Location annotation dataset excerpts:
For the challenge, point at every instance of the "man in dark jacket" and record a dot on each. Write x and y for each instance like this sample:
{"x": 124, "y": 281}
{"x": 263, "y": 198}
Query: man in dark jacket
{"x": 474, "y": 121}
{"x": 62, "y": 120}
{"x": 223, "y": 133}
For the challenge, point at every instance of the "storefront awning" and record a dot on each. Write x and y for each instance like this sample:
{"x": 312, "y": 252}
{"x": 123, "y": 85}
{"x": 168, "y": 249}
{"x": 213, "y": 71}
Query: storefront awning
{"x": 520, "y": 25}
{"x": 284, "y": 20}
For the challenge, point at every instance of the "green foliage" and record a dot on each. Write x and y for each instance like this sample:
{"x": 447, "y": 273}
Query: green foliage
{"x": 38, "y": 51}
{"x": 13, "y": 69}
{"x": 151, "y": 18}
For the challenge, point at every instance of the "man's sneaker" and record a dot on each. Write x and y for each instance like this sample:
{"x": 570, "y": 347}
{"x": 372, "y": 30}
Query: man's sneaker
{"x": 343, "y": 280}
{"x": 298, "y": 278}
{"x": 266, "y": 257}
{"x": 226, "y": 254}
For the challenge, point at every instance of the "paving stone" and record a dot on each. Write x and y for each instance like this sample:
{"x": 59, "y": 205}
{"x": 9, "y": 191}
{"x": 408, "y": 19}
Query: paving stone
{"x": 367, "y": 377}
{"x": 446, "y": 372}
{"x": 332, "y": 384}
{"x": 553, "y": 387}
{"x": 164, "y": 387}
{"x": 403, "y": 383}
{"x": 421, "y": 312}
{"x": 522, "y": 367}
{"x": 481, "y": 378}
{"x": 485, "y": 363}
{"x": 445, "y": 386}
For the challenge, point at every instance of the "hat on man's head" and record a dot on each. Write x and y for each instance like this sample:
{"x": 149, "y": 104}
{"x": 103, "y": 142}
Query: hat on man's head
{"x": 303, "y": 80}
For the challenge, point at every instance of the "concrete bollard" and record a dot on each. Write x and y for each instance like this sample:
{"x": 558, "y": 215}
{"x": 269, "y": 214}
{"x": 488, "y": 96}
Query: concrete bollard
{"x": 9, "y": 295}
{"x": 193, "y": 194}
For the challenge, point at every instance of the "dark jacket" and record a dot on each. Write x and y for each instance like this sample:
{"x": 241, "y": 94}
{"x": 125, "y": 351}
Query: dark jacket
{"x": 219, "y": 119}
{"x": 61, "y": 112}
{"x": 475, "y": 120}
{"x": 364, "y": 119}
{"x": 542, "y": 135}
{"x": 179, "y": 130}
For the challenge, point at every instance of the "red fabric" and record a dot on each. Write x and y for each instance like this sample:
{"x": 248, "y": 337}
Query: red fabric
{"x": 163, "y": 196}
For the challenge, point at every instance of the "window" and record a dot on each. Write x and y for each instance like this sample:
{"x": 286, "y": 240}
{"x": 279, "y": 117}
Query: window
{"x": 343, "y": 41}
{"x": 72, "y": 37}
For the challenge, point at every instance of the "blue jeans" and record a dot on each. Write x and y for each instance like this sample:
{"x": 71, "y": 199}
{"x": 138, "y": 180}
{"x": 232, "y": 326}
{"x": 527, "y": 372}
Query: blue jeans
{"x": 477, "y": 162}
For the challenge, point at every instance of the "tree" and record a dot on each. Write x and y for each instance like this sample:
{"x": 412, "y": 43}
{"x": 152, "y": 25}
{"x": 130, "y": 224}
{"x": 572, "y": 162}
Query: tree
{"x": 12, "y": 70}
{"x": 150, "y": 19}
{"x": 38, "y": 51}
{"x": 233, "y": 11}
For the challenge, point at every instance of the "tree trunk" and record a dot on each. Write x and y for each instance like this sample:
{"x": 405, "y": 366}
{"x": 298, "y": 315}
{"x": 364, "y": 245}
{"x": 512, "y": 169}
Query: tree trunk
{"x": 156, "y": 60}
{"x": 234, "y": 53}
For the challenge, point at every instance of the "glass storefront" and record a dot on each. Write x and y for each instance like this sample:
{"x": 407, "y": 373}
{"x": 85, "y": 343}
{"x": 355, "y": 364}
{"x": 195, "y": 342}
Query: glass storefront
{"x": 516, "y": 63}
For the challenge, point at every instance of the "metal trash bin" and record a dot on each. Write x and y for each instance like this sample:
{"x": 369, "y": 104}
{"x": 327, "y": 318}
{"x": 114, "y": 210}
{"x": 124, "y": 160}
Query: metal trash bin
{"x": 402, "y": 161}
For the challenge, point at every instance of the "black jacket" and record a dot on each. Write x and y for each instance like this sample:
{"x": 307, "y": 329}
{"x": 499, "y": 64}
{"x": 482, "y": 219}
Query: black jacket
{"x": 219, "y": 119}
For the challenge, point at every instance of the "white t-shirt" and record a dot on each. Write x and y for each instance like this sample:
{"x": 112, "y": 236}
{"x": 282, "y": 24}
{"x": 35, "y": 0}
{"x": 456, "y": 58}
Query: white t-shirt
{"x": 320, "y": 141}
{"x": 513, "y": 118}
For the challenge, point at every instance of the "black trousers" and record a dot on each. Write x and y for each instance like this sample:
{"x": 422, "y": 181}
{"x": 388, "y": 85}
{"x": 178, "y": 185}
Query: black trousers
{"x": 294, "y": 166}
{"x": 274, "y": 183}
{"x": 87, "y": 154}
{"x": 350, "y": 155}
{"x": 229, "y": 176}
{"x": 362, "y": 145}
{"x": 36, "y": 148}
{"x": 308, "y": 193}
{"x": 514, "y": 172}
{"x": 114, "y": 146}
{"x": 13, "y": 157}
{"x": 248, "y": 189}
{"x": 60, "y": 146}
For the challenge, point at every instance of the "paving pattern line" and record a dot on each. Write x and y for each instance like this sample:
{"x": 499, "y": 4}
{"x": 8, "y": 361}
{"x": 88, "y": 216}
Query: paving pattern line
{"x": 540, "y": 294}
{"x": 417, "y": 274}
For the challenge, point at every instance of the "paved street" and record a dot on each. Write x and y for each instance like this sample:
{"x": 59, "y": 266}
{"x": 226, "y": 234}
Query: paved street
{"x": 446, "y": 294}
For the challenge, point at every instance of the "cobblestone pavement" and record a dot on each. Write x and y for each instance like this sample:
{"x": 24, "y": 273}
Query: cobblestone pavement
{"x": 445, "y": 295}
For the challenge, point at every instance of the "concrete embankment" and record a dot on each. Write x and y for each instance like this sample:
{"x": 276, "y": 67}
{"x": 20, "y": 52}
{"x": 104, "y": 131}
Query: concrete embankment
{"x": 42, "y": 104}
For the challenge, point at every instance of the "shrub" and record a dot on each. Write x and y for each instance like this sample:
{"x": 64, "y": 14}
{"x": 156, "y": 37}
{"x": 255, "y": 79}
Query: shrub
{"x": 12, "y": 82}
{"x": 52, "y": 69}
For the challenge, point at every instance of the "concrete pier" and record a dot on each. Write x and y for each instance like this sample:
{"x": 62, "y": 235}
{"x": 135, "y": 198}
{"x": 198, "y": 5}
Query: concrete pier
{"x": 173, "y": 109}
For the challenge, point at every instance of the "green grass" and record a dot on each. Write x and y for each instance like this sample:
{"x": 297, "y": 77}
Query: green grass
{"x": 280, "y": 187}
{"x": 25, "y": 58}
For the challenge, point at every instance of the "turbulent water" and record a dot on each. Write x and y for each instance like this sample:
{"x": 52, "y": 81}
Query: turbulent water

» Short task
Reproduce the material above exactly; please quote every line of it.

» Exercise response
For the challenge, point at every instance of the "man in dark jacket" and record a dot on each. Write x and y for each instance like this sample:
{"x": 124, "y": 281}
{"x": 263, "y": 198}
Query: man in dark jacket
{"x": 474, "y": 121}
{"x": 62, "y": 120}
{"x": 223, "y": 133}
For the challenge, point at every instance of the "storefront awning" and record a dot on each. Write x and y for each instance like this sample:
{"x": 312, "y": 252}
{"x": 123, "y": 85}
{"x": 168, "y": 249}
{"x": 213, "y": 71}
Query: storefront awning
{"x": 520, "y": 25}
{"x": 284, "y": 20}
For the challenge, point at every instance of the "green foliage" and record a dot on each. Write x and y for each instance like this sample:
{"x": 447, "y": 273}
Query: green foliage
{"x": 38, "y": 51}
{"x": 13, "y": 69}
{"x": 151, "y": 18}
For the challenge, point at every instance of the "man's sneaker" and record a dot on each. Write x and y for each instance like this sample:
{"x": 570, "y": 347}
{"x": 372, "y": 30}
Query: man's sneaker
{"x": 343, "y": 280}
{"x": 298, "y": 278}
{"x": 266, "y": 257}
{"x": 226, "y": 254}
For the challenge, point at every instance of the "paving stone" and record a dot on each. Write x and y for each instance like this sample:
{"x": 59, "y": 205}
{"x": 9, "y": 191}
{"x": 408, "y": 19}
Query: paving stone
{"x": 367, "y": 377}
{"x": 446, "y": 372}
{"x": 332, "y": 384}
{"x": 553, "y": 387}
{"x": 164, "y": 387}
{"x": 403, "y": 383}
{"x": 421, "y": 312}
{"x": 522, "y": 367}
{"x": 481, "y": 378}
{"x": 485, "y": 363}
{"x": 445, "y": 386}
For the challenge, point at every instance of the "hat on man's head" and record a dot on each. Write x and y for each instance like this sample:
{"x": 149, "y": 104}
{"x": 103, "y": 142}
Query: hat on man's head
{"x": 303, "y": 80}
For the challenge, point at every instance of the "concrete bollard" and record a dot on each. Write x and y for each instance like this sample:
{"x": 558, "y": 215}
{"x": 269, "y": 214}
{"x": 488, "y": 96}
Query: concrete bollard
{"x": 9, "y": 295}
{"x": 193, "y": 194}
For the challenge, point at every instance of the "dark jacket" and record a dot on each. Write x and y for each instance like this sample:
{"x": 241, "y": 94}
{"x": 125, "y": 351}
Query: dark jacket
{"x": 219, "y": 119}
{"x": 61, "y": 112}
{"x": 475, "y": 120}
{"x": 364, "y": 119}
{"x": 542, "y": 135}
{"x": 179, "y": 130}
For the challenge, point at every instance of the "red fabric" and record a dot on each. Write x and y for each instance like this sample:
{"x": 248, "y": 337}
Query: red fabric
{"x": 163, "y": 196}
For the challenge, point at every instance of the "window" and record a dot on each. Write x and y for each instance like this sample:
{"x": 286, "y": 240}
{"x": 279, "y": 117}
Query: window
{"x": 343, "y": 41}
{"x": 72, "y": 37}
For the challenge, point at every instance of the "blue jeans" and record a dot on each. Write x and y for each instance like this sample:
{"x": 71, "y": 199}
{"x": 138, "y": 180}
{"x": 232, "y": 326}
{"x": 527, "y": 372}
Query: blue jeans
{"x": 477, "y": 162}
For the challenge, point at every instance of the "tree" and record a dot on each. Write x and y for each instance like this sample:
{"x": 412, "y": 43}
{"x": 152, "y": 25}
{"x": 130, "y": 224}
{"x": 572, "y": 162}
Query: tree
{"x": 12, "y": 70}
{"x": 150, "y": 19}
{"x": 38, "y": 51}
{"x": 233, "y": 11}
For the challenge, point at every instance of the "tree trunk" and record a dot on each. Write x and y for each instance like this sample:
{"x": 405, "y": 366}
{"x": 298, "y": 315}
{"x": 364, "y": 245}
{"x": 512, "y": 169}
Query: tree trunk
{"x": 156, "y": 60}
{"x": 234, "y": 53}
For the challenge, point at every instance of the "glass storefront" and record a dot on each. Write x and y for each instance like this sample:
{"x": 407, "y": 373}
{"x": 85, "y": 343}
{"x": 355, "y": 364}
{"x": 195, "y": 342}
Query: glass storefront
{"x": 516, "y": 63}
For the challenge, point at every instance of the "metal trash bin" and record a dot on each. Write x and y for each instance like this sample:
{"x": 369, "y": 104}
{"x": 327, "y": 318}
{"x": 114, "y": 210}
{"x": 124, "y": 160}
Query: metal trash bin
{"x": 402, "y": 161}
For the challenge, point at every instance of the "black jacket" and record a dot on each. Write x and y for each instance like this sample:
{"x": 307, "y": 329}
{"x": 499, "y": 64}
{"x": 482, "y": 219}
Query: black jacket
{"x": 219, "y": 119}
For the challenge, point at every instance of the "white t-shirt" and record a dot on each. Write x and y for each instance like this sample:
{"x": 112, "y": 236}
{"x": 282, "y": 24}
{"x": 35, "y": 0}
{"x": 456, "y": 58}
Query: white t-shirt
{"x": 320, "y": 141}
{"x": 513, "y": 118}
For the challenge, point at every instance of the "black trousers" and record a dot on each. Write x and y for each instance like this sample:
{"x": 422, "y": 181}
{"x": 388, "y": 85}
{"x": 178, "y": 185}
Query: black trousers
{"x": 294, "y": 166}
{"x": 274, "y": 183}
{"x": 87, "y": 154}
{"x": 350, "y": 155}
{"x": 229, "y": 176}
{"x": 362, "y": 145}
{"x": 36, "y": 148}
{"x": 308, "y": 193}
{"x": 514, "y": 172}
{"x": 114, "y": 146}
{"x": 13, "y": 157}
{"x": 248, "y": 189}
{"x": 60, "y": 146}
For the challenge, point at every instance of the "paving pattern line" and record a dot on each. Write x and y for each instance like this sample:
{"x": 499, "y": 4}
{"x": 8, "y": 361}
{"x": 88, "y": 216}
Query: paving pattern line
{"x": 540, "y": 294}
{"x": 417, "y": 274}
For the challenge, point at every instance of the "paved street" and record a dot on each. Write x and y for each instance like this sample:
{"x": 59, "y": 266}
{"x": 226, "y": 234}
Query: paved street
{"x": 446, "y": 294}
For the challenge, point at every instance of the "cobblestone pavement" and record a dot on each. Write x and y for each instance like this sample:
{"x": 24, "y": 273}
Query: cobblestone pavement
{"x": 445, "y": 295}
For the challenge, point at every instance of the "concrete embankment" and record a dot on each. Write x and y for each instance like this sample:
{"x": 276, "y": 67}
{"x": 20, "y": 52}
{"x": 104, "y": 131}
Query: concrete embankment
{"x": 42, "y": 104}
For the challenge, point at every instance of the "shrub" and record a dot on each. Write x and y for each instance like this sample:
{"x": 64, "y": 14}
{"x": 156, "y": 37}
{"x": 255, "y": 79}
Query: shrub
{"x": 12, "y": 82}
{"x": 52, "y": 69}
For the challenge, point at every instance of the "concrete pier" and record a dot on each. Write x and y for each instance like this sample:
{"x": 62, "y": 235}
{"x": 135, "y": 198}
{"x": 198, "y": 5}
Query: concrete pier
{"x": 173, "y": 109}
For the challenge, point at every instance of the "green grass" and record a dot on each. Write x and y for each instance like this sample:
{"x": 297, "y": 77}
Query: green grass
{"x": 280, "y": 187}
{"x": 25, "y": 58}
For the challenge, point at every instance of the "turbulent water" and record a dot on each. Write x and y for each instance like this sample:
{"x": 52, "y": 81}
Query: turbulent water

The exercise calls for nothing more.